Todd Esselmont (born November 5, 1971 in Kamloops, British Columbia) is a professional hockey player, who played both ice and roller hockey professionally. His position is a centre.

His junior hockey career started in the 1988-1989 season, toiling back and forth between the Kamloops Blazers of the Western Hockey League, and the Penticton Knights of the British Columbia Junior Hockey League. In his stint with Penticton that year, he recorded 14 goals, 18 assists, 32 points, and 44 PIM's in 44 games. He would play two more seasons in Kamloops before playing with the Swift Current Broncos for one season and the Tri-City Americans for two more seasons. His junior career ended in the BCJHL, playing for the Bellingham Ice Hawks.

In 1993 and 1994 respectively, he played in Roller Hockey International for the Vancouver Voodoo. His 1993 season finished successfully, as he ranked 5th in RHI's scoring title.

SET EXERCISE 1:
Answer these from the Todd Esselmont biography:
(a) In what city was he born?
(b) How many goals did he record in his stint with Penticton?
(c) Where did he rank in RHI's scoring title in 1993?
SET EXERCISE 2:
Reproduce the Todd Esselmont biography verbatim, starting with "His junior hockey" and going on through "Bellingham Ice Hawks.".

DATA SHOWN:
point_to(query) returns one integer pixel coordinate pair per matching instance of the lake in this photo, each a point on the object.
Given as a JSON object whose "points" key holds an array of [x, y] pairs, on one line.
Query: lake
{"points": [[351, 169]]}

FULL SOLUTION 1:
(a) Kamloops, British Columbia
(b) 14
(c) 5th

FULL SOLUTION 2:
His junior hockey career started in the 1988-1989 season, toiling back and forth between the Kamloops Blazers of the Western Hockey League, and the Penticton Knights of the British Columbia Junior Hockey League. In his stint with Penticton that year, he recorded 14 goals, 18 assists, 32 points, and 44 PIM's in 44 games. He would play two more seasons in Kamloops before playing with the Swift Current Broncos for one season and the Tri-City Americans for two more seasons. His junior career ended in the BCJHL, playing for the Bellingham Ice Hawks.